• TASK PROMPT: If a line below falls between the line with "phrase -- denim shirt" and the line with "phrase -- red jersey stripe", or is one of those two, output it exactly; output nothing else and no pictures.

• RECORDS PROVIDED:
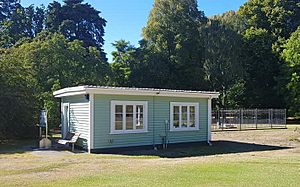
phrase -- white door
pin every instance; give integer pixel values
(65, 122)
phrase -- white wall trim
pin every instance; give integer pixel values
(91, 122)
(63, 116)
(209, 120)
(124, 131)
(130, 91)
(196, 105)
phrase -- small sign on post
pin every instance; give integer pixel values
(44, 142)
(43, 118)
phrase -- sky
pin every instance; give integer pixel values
(126, 18)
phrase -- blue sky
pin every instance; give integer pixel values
(126, 18)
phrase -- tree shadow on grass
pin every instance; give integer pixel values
(9, 147)
(200, 149)
(17, 146)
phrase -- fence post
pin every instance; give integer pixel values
(285, 118)
(256, 118)
(271, 119)
(241, 116)
(222, 124)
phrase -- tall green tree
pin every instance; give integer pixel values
(123, 58)
(18, 97)
(279, 17)
(71, 64)
(7, 7)
(21, 22)
(172, 31)
(262, 69)
(77, 20)
(291, 56)
(224, 63)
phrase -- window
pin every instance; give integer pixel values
(128, 117)
(184, 116)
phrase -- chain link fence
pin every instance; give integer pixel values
(246, 119)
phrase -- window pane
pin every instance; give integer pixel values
(176, 109)
(129, 109)
(192, 122)
(118, 125)
(119, 117)
(192, 109)
(129, 121)
(176, 123)
(139, 108)
(119, 109)
(176, 117)
(139, 120)
(139, 123)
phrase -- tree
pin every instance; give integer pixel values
(123, 58)
(22, 22)
(7, 7)
(172, 32)
(18, 97)
(224, 65)
(262, 69)
(71, 64)
(279, 17)
(76, 20)
(291, 55)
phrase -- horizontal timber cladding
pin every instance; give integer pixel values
(79, 118)
(158, 113)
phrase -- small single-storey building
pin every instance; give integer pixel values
(120, 117)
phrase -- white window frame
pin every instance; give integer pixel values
(180, 104)
(124, 103)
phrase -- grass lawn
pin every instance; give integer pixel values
(250, 158)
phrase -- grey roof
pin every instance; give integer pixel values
(150, 89)
(78, 90)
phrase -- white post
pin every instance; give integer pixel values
(91, 120)
(209, 120)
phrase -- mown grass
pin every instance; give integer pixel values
(238, 164)
(281, 171)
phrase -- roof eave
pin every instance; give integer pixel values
(80, 90)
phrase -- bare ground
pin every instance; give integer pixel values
(23, 168)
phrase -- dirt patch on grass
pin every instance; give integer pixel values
(32, 168)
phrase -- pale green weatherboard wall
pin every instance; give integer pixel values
(79, 117)
(160, 107)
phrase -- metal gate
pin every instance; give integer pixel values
(244, 119)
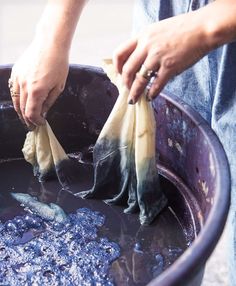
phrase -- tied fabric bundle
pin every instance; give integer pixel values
(124, 157)
(43, 151)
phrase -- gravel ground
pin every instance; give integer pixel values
(96, 37)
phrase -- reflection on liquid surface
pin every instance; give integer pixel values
(145, 251)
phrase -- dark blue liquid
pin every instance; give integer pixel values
(145, 251)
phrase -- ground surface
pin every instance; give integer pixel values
(102, 27)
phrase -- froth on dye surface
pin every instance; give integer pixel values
(36, 251)
(145, 251)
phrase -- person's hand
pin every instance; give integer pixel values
(38, 78)
(165, 48)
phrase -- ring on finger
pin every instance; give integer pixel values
(146, 73)
(13, 92)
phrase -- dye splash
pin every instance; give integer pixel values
(44, 251)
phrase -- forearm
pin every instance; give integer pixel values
(219, 18)
(58, 22)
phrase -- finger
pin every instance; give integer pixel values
(50, 100)
(132, 66)
(158, 84)
(15, 96)
(122, 53)
(23, 99)
(140, 82)
(33, 107)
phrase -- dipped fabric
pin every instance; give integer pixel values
(124, 157)
(43, 151)
(209, 87)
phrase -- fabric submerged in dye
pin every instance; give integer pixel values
(43, 151)
(124, 157)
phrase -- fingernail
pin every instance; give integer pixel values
(148, 98)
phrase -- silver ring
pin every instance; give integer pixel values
(147, 74)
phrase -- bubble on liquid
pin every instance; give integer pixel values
(35, 252)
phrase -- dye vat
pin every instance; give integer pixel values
(192, 164)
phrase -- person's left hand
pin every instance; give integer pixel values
(167, 48)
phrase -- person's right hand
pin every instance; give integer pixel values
(39, 77)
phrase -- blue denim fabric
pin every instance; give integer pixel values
(209, 87)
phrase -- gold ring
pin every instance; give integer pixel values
(10, 83)
(147, 74)
(12, 91)
(15, 94)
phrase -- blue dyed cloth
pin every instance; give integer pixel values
(209, 87)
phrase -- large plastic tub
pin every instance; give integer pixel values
(193, 164)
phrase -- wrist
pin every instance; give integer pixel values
(219, 23)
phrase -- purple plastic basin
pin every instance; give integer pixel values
(190, 157)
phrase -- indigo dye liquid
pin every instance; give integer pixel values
(98, 244)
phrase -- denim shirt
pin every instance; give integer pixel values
(209, 87)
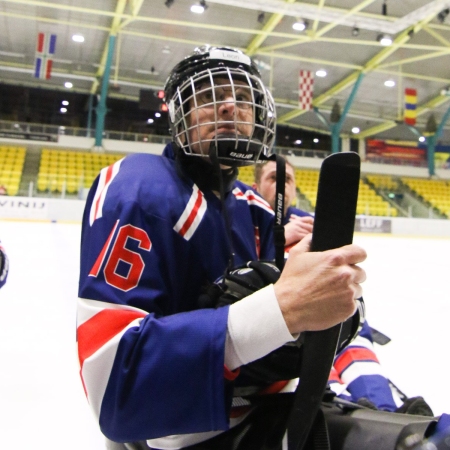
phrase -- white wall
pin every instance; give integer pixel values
(42, 403)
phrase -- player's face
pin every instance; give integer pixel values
(230, 113)
(267, 185)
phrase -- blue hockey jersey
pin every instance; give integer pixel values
(151, 361)
(4, 266)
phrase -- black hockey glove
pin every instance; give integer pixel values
(283, 363)
(416, 406)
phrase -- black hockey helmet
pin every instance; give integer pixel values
(197, 82)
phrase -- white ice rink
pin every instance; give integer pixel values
(42, 404)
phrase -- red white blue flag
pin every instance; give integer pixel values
(45, 51)
(305, 89)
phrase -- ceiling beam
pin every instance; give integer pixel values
(268, 27)
(423, 109)
(371, 65)
(115, 26)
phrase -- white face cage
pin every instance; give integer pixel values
(202, 119)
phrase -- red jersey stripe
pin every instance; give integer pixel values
(353, 355)
(107, 179)
(192, 214)
(99, 329)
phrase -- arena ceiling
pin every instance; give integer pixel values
(341, 38)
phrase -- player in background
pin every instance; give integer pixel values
(160, 370)
(356, 375)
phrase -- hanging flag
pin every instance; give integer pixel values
(305, 89)
(45, 50)
(410, 113)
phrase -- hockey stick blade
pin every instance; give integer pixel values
(334, 224)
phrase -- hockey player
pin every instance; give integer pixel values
(357, 375)
(157, 366)
(4, 266)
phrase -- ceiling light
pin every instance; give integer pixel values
(200, 8)
(300, 25)
(384, 39)
(78, 38)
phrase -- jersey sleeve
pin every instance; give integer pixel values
(358, 368)
(150, 365)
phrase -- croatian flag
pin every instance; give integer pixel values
(305, 89)
(45, 51)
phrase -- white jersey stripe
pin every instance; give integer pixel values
(192, 215)
(252, 199)
(107, 175)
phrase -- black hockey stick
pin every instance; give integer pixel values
(334, 225)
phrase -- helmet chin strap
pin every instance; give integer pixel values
(235, 150)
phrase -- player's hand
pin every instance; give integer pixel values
(297, 228)
(318, 290)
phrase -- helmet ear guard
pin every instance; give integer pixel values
(220, 69)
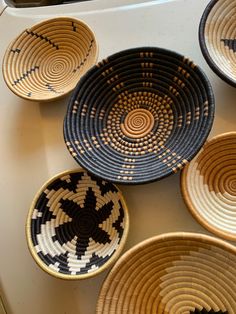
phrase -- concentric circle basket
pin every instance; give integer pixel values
(139, 115)
(173, 273)
(46, 61)
(209, 185)
(77, 225)
(217, 38)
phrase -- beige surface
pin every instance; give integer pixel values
(32, 150)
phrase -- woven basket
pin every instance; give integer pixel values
(46, 61)
(217, 38)
(209, 186)
(176, 273)
(77, 225)
(139, 115)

• RESULT OF THIS TASK:
phrase -- denim shirt
pin every instance; give integer pixel values
(209, 87)
phrase -- white wall
pin every instance; give integer pixel values
(42, 403)
phrase -- player's face
pin every instance; give integer pixel values
(230, 113)
(267, 185)
phrase -- blue hockey jersey
pin every instance; give integer pixel values
(151, 361)
(4, 266)
phrase -- black hockey glove
pin every instance; give integer pixel values
(283, 363)
(416, 406)
phrase -- black hockey helmet
pin every instance; give integer pixel values
(197, 82)
phrase -- white ice rink
pin every instance; give integer pixel values
(42, 404)
phrase -- red white blue flag
pin every instance; give integer pixel values
(45, 51)
(305, 89)
phrase -- ceiling beam
pin every instance; give integer pixel values
(268, 27)
(423, 109)
(371, 65)
(115, 26)
phrase -- white face cage
pin every instance; give integer pixel values
(202, 119)
phrase -- red jersey stripe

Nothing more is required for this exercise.